**Selected text:**
┌────────
Broadcast Date: Dec. 3, 1978

It's a scene that was unthinkable during the Cultural Revolution: Chinese citizens exercising their constitutional right to criticize the government. In Beijing, it takes the form of the "Democracy Wall," a public space where large posters challenge Mao's ideas. Discussion groups have formed to explore the merits of democracy. And, as CBC Radio's Sunday Morning discovers, that's just one sign that China is opening up under Vice-Premier Deng Xiaoping.

China is also taking a new direction with its economic policies. It's planning to invest billions of dollars on modernization, building steel mills, coal mines, and ports. It's a potential bonanza for Western corporations, and American oil companies are scrambling to sign contracts for oil exploration. China's new openness also has implications for global politics and its triangular relationship with the U.S. and Soviet superpowers.

China reaches out

• The first posters to appear on the Democracy Wall at Xidan were in the form of poems. They attacked a Communist Party member for his involvement in a crackdown on a 1976 public demonstration. By late 1978 the posters emphasized three main themes:
– Condemnation of Mao for permitting political persecution.
– Redress for those persecuted in the Cultural Revolution.
– Advocacy of democracy and human rights in modern China.


• Later, the posters demanded more sexual freedom for Chinese citizens and began to attack Deng Xiaoping. Deng came under increasing pressure from the Communist party to crack down on the posters and resulting discussion groups, which he had previously tacitly approved.
• In March 1979, Deng announced that activities at the Democracy Wall would no longer be tolerated. Posters were officially prohibited in December 1979.
└────────
**Written request 1:** According to the Democracy Wall passage, when were posters officially banned?
**Written request 2:** Carry on the Democracy Wall passage from its final sentence.
The material after this is separate from the Democracy Wall passage.

**Supplied material:**
┌────────
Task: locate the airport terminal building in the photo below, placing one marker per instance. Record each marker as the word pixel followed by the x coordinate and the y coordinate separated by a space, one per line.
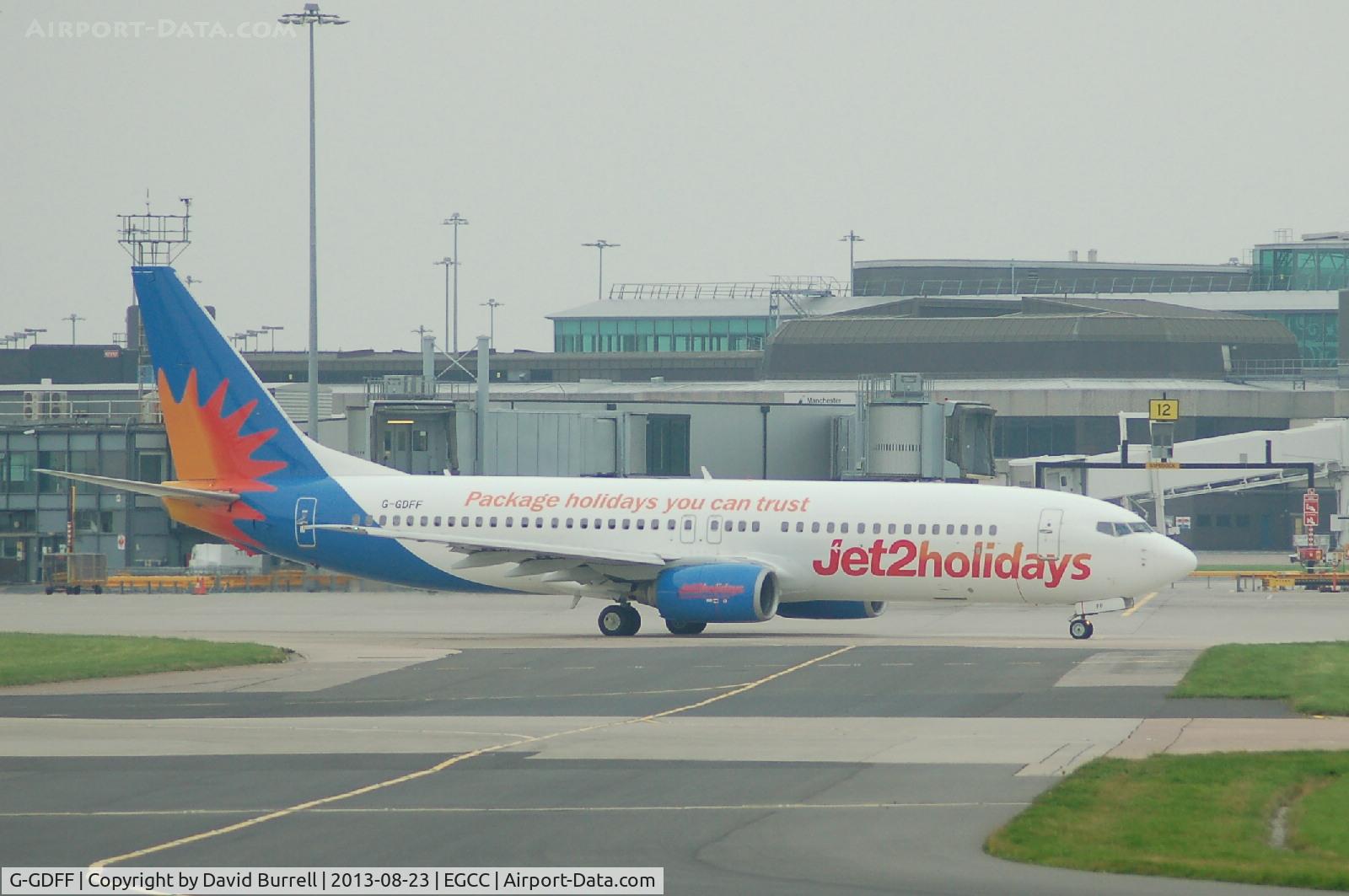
└────────
**Exercise answer 1:** In December 1979.

**Exercise answer 2:**
• The government designated another spot in Beijing, far from downtown, where activists could put up posters. But anyone who wished to display a poster there had to register with the government. It was declared illegal to give away "state secrets" or false information on the posters, and riots or disturbances at the site would be punished.

• Proponents of democracy were not immune from retaliation by the Chinese government. Wei Jing-sheng, the most vocal of them, was charged with treason and found guilty in a one-day trial in October 1979. He was jailed for almost 18 years.
• Wei was best known for authoring a document calling for China to make democracy its "fifth modernization" along with the economic changes of the late 1970s.

• Deng Xiaoping visited the United States in January 1979, and China also allowed 10,000 Chinese scientists and technicians to study in the U.S. The exchange worked the other way, too, as 100,000 American tourists visited a newly open China.
• It was also at this time that China's economic policies began to favour the manufacture and sale of consumer goods to foreign markets.

• The economic reforms also changed the way China approached its agricultural output. Farmers were permitted to create sideline businesses as an "adjunct" to the socialist economy.
• Another change was that farmers received financial incentives for increasing their production and were allowed more latitude in what to grow and how to grow it. Previously, farmers had been under the watchful eye of rural managers.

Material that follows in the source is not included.